*Given problem*
Can you rewrite all the rows below, swapping "even-odd rule" for "nonzero rule" and leaving every other part unchanged? Omit the pictures from your answer.

*Data excerpts*
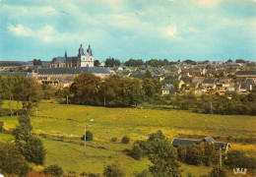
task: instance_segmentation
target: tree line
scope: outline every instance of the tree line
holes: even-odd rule
[[[219,93],[207,95],[202,94],[199,98],[193,93],[176,95],[172,100],[173,107],[184,110],[193,110],[207,114],[222,115],[256,115],[256,93],[255,90],[249,94],[233,93],[230,98]]]
[[[101,81],[93,74],[81,74],[69,90],[72,103],[127,107],[160,96],[160,81],[152,77],[139,80],[114,75]]]

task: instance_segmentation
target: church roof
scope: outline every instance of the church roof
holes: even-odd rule
[[[78,68],[47,68],[39,69],[38,74],[81,74],[81,73],[96,73],[109,74],[108,70],[99,67],[78,67]]]
[[[58,56],[58,57],[52,58],[50,64],[53,64],[53,63],[55,63],[55,62],[65,63],[65,61],[66,61],[66,58],[65,58],[65,57]]]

*Answer to this task*
task: instance_segmentation
target: tree line
scope: outline every instance of the tree line
holes: nonzero rule
[[[219,93],[207,95],[202,94],[199,98],[193,93],[176,95],[172,100],[173,107],[184,110],[193,110],[207,114],[222,115],[256,115],[256,93],[255,90],[249,94],[233,93],[230,98]]]
[[[101,81],[93,74],[81,74],[69,90],[72,103],[127,107],[160,96],[160,81],[152,77],[139,80],[114,75]]]

task: instance_segmentation
target: church roof
scope: outline every instance of the church roof
holes: nonzero rule
[[[78,68],[47,68],[39,69],[38,74],[81,74],[81,73],[96,73],[109,74],[108,70],[99,67],[78,67]]]
[[[58,56],[58,57],[52,58],[50,64],[53,64],[53,63],[55,63],[55,62],[65,63],[65,61],[66,61],[66,58],[65,58],[65,57]]]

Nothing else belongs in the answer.